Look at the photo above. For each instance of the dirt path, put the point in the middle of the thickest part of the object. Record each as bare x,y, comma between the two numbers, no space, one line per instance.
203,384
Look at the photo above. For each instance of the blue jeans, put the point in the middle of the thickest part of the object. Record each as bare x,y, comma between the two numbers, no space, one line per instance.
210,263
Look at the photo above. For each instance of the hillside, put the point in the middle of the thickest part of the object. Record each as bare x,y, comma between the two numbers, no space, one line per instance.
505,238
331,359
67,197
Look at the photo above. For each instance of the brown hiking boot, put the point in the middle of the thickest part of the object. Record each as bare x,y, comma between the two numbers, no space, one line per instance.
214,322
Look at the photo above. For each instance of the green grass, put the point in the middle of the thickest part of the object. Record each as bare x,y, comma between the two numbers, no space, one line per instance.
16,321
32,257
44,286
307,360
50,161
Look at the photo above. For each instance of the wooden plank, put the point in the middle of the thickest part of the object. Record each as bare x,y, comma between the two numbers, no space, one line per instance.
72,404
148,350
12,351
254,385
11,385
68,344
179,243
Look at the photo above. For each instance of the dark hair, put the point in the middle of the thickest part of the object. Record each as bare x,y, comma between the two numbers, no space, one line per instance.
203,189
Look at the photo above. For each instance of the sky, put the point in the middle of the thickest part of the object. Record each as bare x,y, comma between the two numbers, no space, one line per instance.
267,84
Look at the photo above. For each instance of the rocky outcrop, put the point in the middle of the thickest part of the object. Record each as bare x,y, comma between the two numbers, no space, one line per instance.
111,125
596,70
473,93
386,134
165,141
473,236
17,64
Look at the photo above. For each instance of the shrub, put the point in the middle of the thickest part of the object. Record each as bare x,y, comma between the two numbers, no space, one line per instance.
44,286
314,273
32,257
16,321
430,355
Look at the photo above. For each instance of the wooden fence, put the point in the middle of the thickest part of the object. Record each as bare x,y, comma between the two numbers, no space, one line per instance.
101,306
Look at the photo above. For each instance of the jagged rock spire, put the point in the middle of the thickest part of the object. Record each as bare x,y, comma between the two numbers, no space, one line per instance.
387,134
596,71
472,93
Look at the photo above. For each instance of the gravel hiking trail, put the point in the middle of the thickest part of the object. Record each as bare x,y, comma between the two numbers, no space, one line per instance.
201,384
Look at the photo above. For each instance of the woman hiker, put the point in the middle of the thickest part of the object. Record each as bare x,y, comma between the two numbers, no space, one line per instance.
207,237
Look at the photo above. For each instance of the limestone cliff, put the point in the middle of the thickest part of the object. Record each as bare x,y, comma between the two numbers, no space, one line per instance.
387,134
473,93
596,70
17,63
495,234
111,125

• Written exercise
Please rewrite all the records above, changing every "thickest" to "widest" and keeping everything else the same.

• Exercise answer
Look at the photo above. For each instance of the dirt path, put the point in the middle of the widest part of the object. Record each as bare x,y, comma between the two numbers, no space, one line per instance.
203,384
Look at the photo above. For each instance of the blue jeans, put the point in the middle of the widest part of the object. Record each as bare x,y, comma between the two numbers, no space, one line per instance.
210,263
Look at the photo above. For each instance of the hillside, put the point in the middle of the widest part of the object. Record each as bare x,y, comma between the two numbers, no space, one line per instance.
505,238
331,359
67,197
Look at the photo above. For each instance of the brown hiking boot, put the point in the middle of the widest part of the object. Record each as bare x,y, comma between the two numbers, no space, one line per instance.
214,322
Look at the photo above. For each instance of the green grass, put the point in the middle of the widest part of the object. Record each as bare x,y, comma between the two numbers, no space, one line per instance.
16,321
32,257
44,286
307,360
50,161
Look at the photo above. For each instance of the wooden plank, put the point in the middle of the widest part of the object. Record each as bare x,y, comma between the two numbers, no space, one line per instance.
72,404
148,350
12,351
254,385
11,385
68,344
179,243
Look at the photo above. For each instance of the dark hair, put the point in the middle of the widest part of the object. Record each as bare x,y, comma between the two numbers, no space, one line per instance.
203,189
Look at the photo above. For each instance of the sky, put the point in the middle of the widest part of the object. Record each as bare x,y, comma between the two numbers, no space, one line per instance.
267,84
Look at the photo above. For each instance of the rocky outcrop, put the point in the middle of the widest part of the object. Record each as bare x,y, comma between the two numbers, no space, one line per instance.
111,125
596,70
473,93
386,134
165,141
473,236
17,64
Look at the photo above. For each instance of the shrub, put the point in the middle of the widest part of the object. Record each as bare x,y, comma between the two numbers, no space, one line per instance.
44,286
314,273
32,257
16,321
430,355
Look at the photo above. For each instance of the wooden fence, put the point in the middle of the widest part of the object. Record each as bare x,y, comma between the two numbers, no space, one line per instance.
101,306
Look at the photo above. For each instance of the jagged rock spire, put the point in the middle of the widest part of the object. Record each as bare x,y, comma between the two numbers, no space, one line per instance.
387,134
596,71
472,93
Look at the photo above. For each instance of the gravel hiking trail, put the point in the middle of the widest part of the object. Record each as bare x,y, comma between the two numbers, no space, one line per instance.
201,384
Look at the photo above. For each instance of the woman hiker, put the point in the middle of the widest part of the object. Record each as bare x,y, comma between the two numbers, no space, one line per instance.
207,237
Look at the photo above. For each instance of the limestone cliff, put the point in the middle of the widest part of the object. Record each as bare x,y, comma between the two numbers, no space, one line per instance.
387,134
473,93
596,70
17,63
495,234
111,125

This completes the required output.